:: Metin bölümü

Brezilya, Rusya, Hindistan, Çin ve Güney Afrika’dan oluşan bu beşli, küresel güneyin yükselen sesi olmayı hedefliyor. Ekonomik güç birliği mi, yeni bir jeopolitik blok mu?
BRICS, adını üyelerinin İngilizce baş harflerinden alır: Brazil, Russia, India, China, South Africa. İlk olarak 2001’de yatırım bankası Goldman Sachs’ın ekonomisti Jim O’Neill tarafından, yükselen piyasaların ekonomik potansiyeline dikkat çekmek amacıyla kullanılan bu terim, kısa sürede bir uluslararası oluşuma dönüştü.
İlk resmi BRIC zirvesi 2009’da Rusya’da yapıldı. Güney Afrika 2010’da katılarak yapıyı BRICS hâline getirdi. Amaçları: Çok kutuplu dünya düzeni kurmak, Batı merkezli finans sistemine alternatifler geliştirmek ve kendi kalkınma bankalarını ve ekonomik iş birliklerini artırmak.
2023 itibariyle Mısır, Suudi Arabistan, İran, BAE, Etiyopya ve Arjantin de davet edildi. Yeni genişlemeyle birlikte “BRICS+” yapısından söz ediliyor. Bu gelişme, dünya ekonomisinin doğuya ve güneye kayışını işaret ediyor.

::::

BRICS hakkındaki metne göre ilk resmi BRIC zirvesinin hangi yıl ve hangi ülkede yapıldığını yazın.

:: Satırlar

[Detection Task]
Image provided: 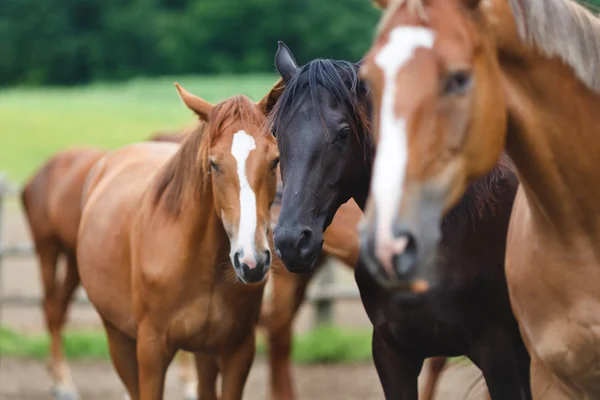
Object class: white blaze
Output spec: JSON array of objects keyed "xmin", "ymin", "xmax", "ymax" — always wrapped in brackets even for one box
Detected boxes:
[
  {"xmin": 371, "ymin": 26, "xmax": 435, "ymax": 272},
  {"xmin": 231, "ymin": 131, "xmax": 256, "ymax": 268}
]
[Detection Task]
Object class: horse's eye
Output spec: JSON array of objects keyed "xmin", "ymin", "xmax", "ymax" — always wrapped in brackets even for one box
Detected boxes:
[
  {"xmin": 444, "ymin": 71, "xmax": 473, "ymax": 94},
  {"xmin": 333, "ymin": 127, "xmax": 350, "ymax": 142},
  {"xmin": 271, "ymin": 157, "xmax": 279, "ymax": 169}
]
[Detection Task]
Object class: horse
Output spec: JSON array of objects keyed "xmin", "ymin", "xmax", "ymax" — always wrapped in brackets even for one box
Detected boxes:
[
  {"xmin": 21, "ymin": 131, "xmax": 220, "ymax": 399},
  {"xmin": 361, "ymin": 0, "xmax": 600, "ymax": 399},
  {"xmin": 151, "ymin": 127, "xmax": 364, "ymax": 400},
  {"xmin": 76, "ymin": 84, "xmax": 279, "ymax": 400},
  {"xmin": 270, "ymin": 44, "xmax": 530, "ymax": 399},
  {"xmin": 21, "ymin": 148, "xmax": 104, "ymax": 399}
]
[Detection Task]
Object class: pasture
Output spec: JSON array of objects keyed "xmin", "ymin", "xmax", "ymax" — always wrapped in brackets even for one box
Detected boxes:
[
  {"xmin": 0, "ymin": 74, "xmax": 277, "ymax": 183},
  {"xmin": 0, "ymin": 74, "xmax": 484, "ymax": 399}
]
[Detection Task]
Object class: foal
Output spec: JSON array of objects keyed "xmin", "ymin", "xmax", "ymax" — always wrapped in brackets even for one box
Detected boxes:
[
  {"xmin": 21, "ymin": 148, "xmax": 104, "ymax": 399},
  {"xmin": 77, "ymin": 85, "xmax": 279, "ymax": 400},
  {"xmin": 365, "ymin": 0, "xmax": 600, "ymax": 400},
  {"xmin": 272, "ymin": 45, "xmax": 530, "ymax": 399}
]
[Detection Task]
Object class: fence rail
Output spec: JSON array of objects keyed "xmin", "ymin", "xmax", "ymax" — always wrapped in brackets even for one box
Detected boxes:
[{"xmin": 0, "ymin": 173, "xmax": 360, "ymax": 324}]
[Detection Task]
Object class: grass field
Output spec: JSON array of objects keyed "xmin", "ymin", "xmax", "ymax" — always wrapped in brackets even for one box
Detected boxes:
[
  {"xmin": 0, "ymin": 327, "xmax": 371, "ymax": 364},
  {"xmin": 0, "ymin": 75, "xmax": 277, "ymax": 183}
]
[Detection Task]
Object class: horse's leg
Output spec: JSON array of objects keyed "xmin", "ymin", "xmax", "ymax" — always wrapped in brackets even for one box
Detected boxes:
[
  {"xmin": 50, "ymin": 254, "xmax": 79, "ymax": 399},
  {"xmin": 513, "ymin": 330, "xmax": 533, "ymax": 400},
  {"xmin": 263, "ymin": 268, "xmax": 313, "ymax": 400},
  {"xmin": 421, "ymin": 357, "xmax": 446, "ymax": 400},
  {"xmin": 179, "ymin": 351, "xmax": 198, "ymax": 400},
  {"xmin": 531, "ymin": 355, "xmax": 580, "ymax": 400},
  {"xmin": 136, "ymin": 322, "xmax": 175, "ymax": 400},
  {"xmin": 196, "ymin": 352, "xmax": 219, "ymax": 400},
  {"xmin": 372, "ymin": 331, "xmax": 424, "ymax": 400},
  {"xmin": 35, "ymin": 239, "xmax": 77, "ymax": 400},
  {"xmin": 219, "ymin": 331, "xmax": 256, "ymax": 400},
  {"xmin": 469, "ymin": 329, "xmax": 525, "ymax": 400},
  {"xmin": 104, "ymin": 321, "xmax": 140, "ymax": 400}
]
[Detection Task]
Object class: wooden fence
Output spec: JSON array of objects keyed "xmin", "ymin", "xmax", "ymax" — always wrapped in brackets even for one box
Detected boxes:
[{"xmin": 0, "ymin": 173, "xmax": 360, "ymax": 325}]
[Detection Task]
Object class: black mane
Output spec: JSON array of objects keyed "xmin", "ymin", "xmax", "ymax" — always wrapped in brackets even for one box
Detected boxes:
[{"xmin": 270, "ymin": 59, "xmax": 372, "ymax": 158}]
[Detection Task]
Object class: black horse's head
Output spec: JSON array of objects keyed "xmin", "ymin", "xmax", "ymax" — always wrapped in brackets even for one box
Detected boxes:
[{"xmin": 271, "ymin": 42, "xmax": 372, "ymax": 272}]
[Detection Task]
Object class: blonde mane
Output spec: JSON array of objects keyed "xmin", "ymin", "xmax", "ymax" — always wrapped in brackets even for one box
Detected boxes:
[
  {"xmin": 510, "ymin": 0, "xmax": 600, "ymax": 92},
  {"xmin": 377, "ymin": 0, "xmax": 600, "ymax": 92}
]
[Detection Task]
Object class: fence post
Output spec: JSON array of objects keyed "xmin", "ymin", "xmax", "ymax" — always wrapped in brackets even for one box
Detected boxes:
[
  {"xmin": 0, "ymin": 173, "xmax": 8, "ymax": 310},
  {"xmin": 315, "ymin": 260, "xmax": 335, "ymax": 327}
]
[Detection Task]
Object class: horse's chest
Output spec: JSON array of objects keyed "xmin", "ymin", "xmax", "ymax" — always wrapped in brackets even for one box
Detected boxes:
[{"xmin": 168, "ymin": 294, "xmax": 255, "ymax": 351}]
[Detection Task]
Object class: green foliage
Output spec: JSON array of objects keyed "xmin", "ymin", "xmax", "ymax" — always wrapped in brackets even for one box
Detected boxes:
[
  {"xmin": 0, "ymin": 327, "xmax": 371, "ymax": 364},
  {"xmin": 292, "ymin": 326, "xmax": 371, "ymax": 364},
  {"xmin": 0, "ymin": 327, "xmax": 109, "ymax": 360},
  {"xmin": 0, "ymin": 0, "xmax": 378, "ymax": 85},
  {"xmin": 0, "ymin": 74, "xmax": 277, "ymax": 183}
]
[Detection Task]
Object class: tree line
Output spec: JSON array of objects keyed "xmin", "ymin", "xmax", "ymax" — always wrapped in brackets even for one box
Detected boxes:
[{"xmin": 0, "ymin": 0, "xmax": 379, "ymax": 85}]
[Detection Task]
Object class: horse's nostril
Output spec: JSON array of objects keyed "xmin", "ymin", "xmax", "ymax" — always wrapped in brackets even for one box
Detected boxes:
[
  {"xmin": 392, "ymin": 232, "xmax": 418, "ymax": 277},
  {"xmin": 264, "ymin": 250, "xmax": 271, "ymax": 266},
  {"xmin": 233, "ymin": 250, "xmax": 241, "ymax": 268}
]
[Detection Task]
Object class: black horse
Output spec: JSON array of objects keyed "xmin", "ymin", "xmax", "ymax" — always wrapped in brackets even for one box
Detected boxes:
[{"xmin": 271, "ymin": 43, "xmax": 531, "ymax": 400}]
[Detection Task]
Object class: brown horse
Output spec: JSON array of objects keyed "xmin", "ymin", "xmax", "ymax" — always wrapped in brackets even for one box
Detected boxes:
[
  {"xmin": 21, "ymin": 131, "xmax": 205, "ymax": 399},
  {"xmin": 271, "ymin": 39, "xmax": 529, "ymax": 399},
  {"xmin": 77, "ymin": 85, "xmax": 279, "ymax": 400},
  {"xmin": 21, "ymin": 148, "xmax": 104, "ymax": 399},
  {"xmin": 364, "ymin": 0, "xmax": 600, "ymax": 400}
]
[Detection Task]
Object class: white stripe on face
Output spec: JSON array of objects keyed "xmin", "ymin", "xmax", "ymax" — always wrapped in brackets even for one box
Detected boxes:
[
  {"xmin": 371, "ymin": 26, "xmax": 435, "ymax": 273},
  {"xmin": 231, "ymin": 131, "xmax": 256, "ymax": 268}
]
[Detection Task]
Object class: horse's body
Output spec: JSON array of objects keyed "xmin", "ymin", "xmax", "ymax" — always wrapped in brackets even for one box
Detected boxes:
[
  {"xmin": 273, "ymin": 46, "xmax": 529, "ymax": 399},
  {"xmin": 21, "ymin": 148, "xmax": 104, "ymax": 396},
  {"xmin": 364, "ymin": 0, "xmax": 600, "ymax": 400},
  {"xmin": 77, "ymin": 87, "xmax": 278, "ymax": 400}
]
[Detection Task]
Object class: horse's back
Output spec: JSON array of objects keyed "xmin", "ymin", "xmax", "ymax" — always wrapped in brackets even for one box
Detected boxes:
[
  {"xmin": 77, "ymin": 142, "xmax": 178, "ymax": 335},
  {"xmin": 21, "ymin": 148, "xmax": 104, "ymax": 247}
]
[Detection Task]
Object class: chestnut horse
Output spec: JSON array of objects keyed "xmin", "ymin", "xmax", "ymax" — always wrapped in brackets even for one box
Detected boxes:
[
  {"xmin": 364, "ymin": 0, "xmax": 600, "ymax": 400},
  {"xmin": 77, "ymin": 85, "xmax": 279, "ymax": 400},
  {"xmin": 147, "ymin": 131, "xmax": 366, "ymax": 400},
  {"xmin": 272, "ymin": 44, "xmax": 530, "ymax": 399},
  {"xmin": 21, "ymin": 131, "xmax": 206, "ymax": 399},
  {"xmin": 21, "ymin": 148, "xmax": 104, "ymax": 399}
]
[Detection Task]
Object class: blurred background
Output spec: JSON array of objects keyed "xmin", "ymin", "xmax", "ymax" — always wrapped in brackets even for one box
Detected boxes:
[
  {"xmin": 9, "ymin": 0, "xmax": 600, "ymax": 400},
  {"xmin": 0, "ymin": 0, "xmax": 394, "ymax": 400},
  {"xmin": 0, "ymin": 0, "xmax": 379, "ymax": 183}
]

::::

**Tamamlanan alıştırma**
İlk resmi BRIC zirvesi 2009'da Rusya'da yapıldı.